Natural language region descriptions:
Segment Open

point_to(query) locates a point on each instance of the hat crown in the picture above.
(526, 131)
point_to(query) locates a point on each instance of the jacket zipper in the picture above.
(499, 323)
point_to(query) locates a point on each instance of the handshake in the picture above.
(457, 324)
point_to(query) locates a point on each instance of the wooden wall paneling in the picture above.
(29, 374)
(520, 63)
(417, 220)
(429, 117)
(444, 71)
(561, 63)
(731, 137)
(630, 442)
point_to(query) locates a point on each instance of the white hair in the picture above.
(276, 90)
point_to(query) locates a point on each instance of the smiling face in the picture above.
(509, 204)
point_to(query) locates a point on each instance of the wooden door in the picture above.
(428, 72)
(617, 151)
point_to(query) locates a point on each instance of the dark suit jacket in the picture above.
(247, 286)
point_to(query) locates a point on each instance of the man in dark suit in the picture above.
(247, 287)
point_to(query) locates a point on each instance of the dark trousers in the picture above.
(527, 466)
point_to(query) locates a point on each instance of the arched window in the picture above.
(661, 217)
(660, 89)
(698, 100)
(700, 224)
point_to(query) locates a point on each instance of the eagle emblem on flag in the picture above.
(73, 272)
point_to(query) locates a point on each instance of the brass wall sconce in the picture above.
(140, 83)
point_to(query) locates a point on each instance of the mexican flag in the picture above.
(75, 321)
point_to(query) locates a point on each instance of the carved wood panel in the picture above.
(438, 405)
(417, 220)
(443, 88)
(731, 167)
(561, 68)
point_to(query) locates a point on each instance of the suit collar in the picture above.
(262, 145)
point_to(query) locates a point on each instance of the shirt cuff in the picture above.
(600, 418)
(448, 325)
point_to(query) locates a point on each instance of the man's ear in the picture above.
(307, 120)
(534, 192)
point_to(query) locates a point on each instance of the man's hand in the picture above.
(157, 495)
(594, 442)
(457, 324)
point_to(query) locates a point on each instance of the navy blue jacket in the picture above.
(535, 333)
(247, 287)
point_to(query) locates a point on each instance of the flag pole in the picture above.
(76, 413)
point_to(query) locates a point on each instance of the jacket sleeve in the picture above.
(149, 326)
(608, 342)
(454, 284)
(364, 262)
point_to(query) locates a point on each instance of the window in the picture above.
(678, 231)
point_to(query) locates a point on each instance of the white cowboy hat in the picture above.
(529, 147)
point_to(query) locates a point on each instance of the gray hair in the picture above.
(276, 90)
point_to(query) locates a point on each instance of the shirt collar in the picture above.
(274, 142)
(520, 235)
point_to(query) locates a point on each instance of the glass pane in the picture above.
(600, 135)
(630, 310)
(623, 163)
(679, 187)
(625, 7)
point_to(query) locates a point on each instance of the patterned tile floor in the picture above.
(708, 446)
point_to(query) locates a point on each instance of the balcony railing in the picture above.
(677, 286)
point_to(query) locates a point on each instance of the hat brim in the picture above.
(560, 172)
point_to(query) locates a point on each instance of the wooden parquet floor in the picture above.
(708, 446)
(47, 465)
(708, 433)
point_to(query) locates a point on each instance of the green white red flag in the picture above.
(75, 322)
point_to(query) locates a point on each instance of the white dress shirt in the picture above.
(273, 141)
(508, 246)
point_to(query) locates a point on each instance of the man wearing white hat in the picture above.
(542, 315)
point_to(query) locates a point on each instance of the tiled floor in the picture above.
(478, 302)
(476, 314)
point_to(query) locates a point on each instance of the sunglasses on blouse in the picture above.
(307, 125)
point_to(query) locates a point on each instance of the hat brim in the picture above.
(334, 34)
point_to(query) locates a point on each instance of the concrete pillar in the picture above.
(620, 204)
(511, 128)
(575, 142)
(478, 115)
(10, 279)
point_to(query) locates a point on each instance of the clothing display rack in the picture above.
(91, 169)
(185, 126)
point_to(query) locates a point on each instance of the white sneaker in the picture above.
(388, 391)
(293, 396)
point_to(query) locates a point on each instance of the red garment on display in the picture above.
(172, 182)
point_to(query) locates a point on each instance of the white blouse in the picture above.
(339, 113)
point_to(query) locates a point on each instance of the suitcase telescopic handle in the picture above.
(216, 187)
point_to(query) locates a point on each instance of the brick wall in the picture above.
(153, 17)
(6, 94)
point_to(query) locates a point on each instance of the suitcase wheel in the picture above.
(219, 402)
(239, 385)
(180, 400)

Segment Closed

Work to complete: Copy all the records above exactly, missing none.

Solution to this task:
point_to(query) locates a point on each instance of the hat crown in the picture above.
(526, 131)
point_to(query) locates a point on each instance of the jacket zipper in the picture above.
(499, 323)
point_to(query) locates a point on each instance of the handshake in the picture above.
(457, 324)
point_to(query) locates a point on each instance of the wooden wall paneling in the picture above.
(29, 374)
(520, 63)
(417, 220)
(429, 117)
(444, 71)
(561, 63)
(731, 137)
(630, 442)
point_to(query) locates a point on each instance of the white hair in the picture above.
(276, 90)
point_to(query) locates a point on each instance of the smiling face in the picture above.
(509, 204)
point_to(query) locates a point on each instance of the wooden door in the picture above.
(428, 72)
(617, 151)
point_to(query) locates a point on each instance of the dark suit jacket in the picture above.
(247, 286)
point_to(query) locates a point on each instance of the man in dark suit in the picture above.
(247, 287)
point_to(query) locates a point on each instance of the dark trousers in the picture above.
(527, 466)
point_to(query) locates a point on each instance of the arched window in the picture above.
(661, 217)
(660, 89)
(698, 100)
(700, 224)
point_to(query) locates a point on each instance of the eagle emblem on flag in the picture above.
(73, 272)
point_to(query) locates a point on each instance of the brass wall sconce in the picture above.
(140, 83)
point_to(query) locates a point on each instance of the mexican flag in the picture above.
(75, 321)
point_to(query) locates a point on each instance of the carved wood panel in the picture above.
(438, 405)
(417, 220)
(443, 88)
(731, 167)
(561, 68)
point_to(query) locates a point on each instance of the suit collar in the picture above.
(262, 145)
point_to(query) locates a point on each instance of the shirt cuff in the picture above.
(600, 418)
(448, 325)
point_to(query) locates a point on each instance of the man's ear in the picture above.
(307, 120)
(534, 192)
point_to(query) locates a point on each instance of the man's hand in the picture above.
(157, 495)
(594, 442)
(457, 324)
point_to(query) locates a point on each instance of the navy blue jacket in the picture above.
(535, 333)
(247, 287)
point_to(query) locates a point on each instance of the flag pole in the picture above.
(76, 413)
point_to(query) locates a point on each instance of the jacket sleeve in the picture above.
(149, 326)
(608, 342)
(454, 284)
(364, 262)
point_to(query) locates a point on each instance of the window in the picture above.
(678, 231)
point_to(query) locates a point on each instance of the white cowboy hat in the picture above.
(529, 147)
point_to(query) locates a point on each instance of the gray hair in the picture above.
(276, 90)
point_to(query) locates a point on each instance of the shirt collar in the picture above.
(274, 142)
(520, 235)
point_to(query) locates a point on each instance of the glass pane in the picture above.
(600, 135)
(630, 310)
(623, 163)
(679, 187)
(625, 7)
point_to(query) locates a point on each instance of the patterned tile floor in the picture above.
(708, 446)
point_to(query) locates a point on each instance of the balcony railing in the picture above.
(677, 286)
point_to(query) locates a point on each instance of the hat brim in the picture above.
(560, 172)
point_to(query) locates a point on each instance of the wooden parquet floor in the picture above.
(708, 446)
(47, 465)
(708, 433)
point_to(query) locates a point on each instance of the green white red flag in the picture above.
(75, 322)
point_to(query) locates a point on each instance of the white dress shirt in the picture above.
(273, 141)
(508, 246)
point_to(query) locates a point on each instance of the man wearing white hat in the picture above.
(542, 315)
point_to(query) locates a point on each instance of the tiled floor in the picture above.
(478, 302)
(476, 314)
point_to(query) locates a point on each instance of the sunglasses on blouse in the picture above.
(307, 125)
point_to(query) locates a point on each instance of the hat brim in the picture above.
(334, 34)
point_to(query) locates a point on each instance of the concrete pillar in the picture above.
(620, 204)
(511, 128)
(575, 142)
(478, 115)
(10, 279)
point_to(query) locates a point on each instance of the clothing display rack in the picture above.
(91, 169)
(185, 126)
point_to(query) locates a point on each instance of the white sneaker in the picture above.
(388, 391)
(293, 396)
point_to(query) locates a point on each instance of the red garment on display in the picture above.
(172, 182)
point_to(query) locates a point on each instance of the white blouse in the picture above.
(339, 113)
point_to(query) locates a point on each instance of the suitcase telescopic handle in the picture above.
(216, 187)
point_to(query) locates a point on each instance of the brick wall in the picture above.
(153, 17)
(6, 94)
point_to(query) locates a point on each instance of the suitcase wheel in the picture above.
(219, 402)
(239, 385)
(180, 400)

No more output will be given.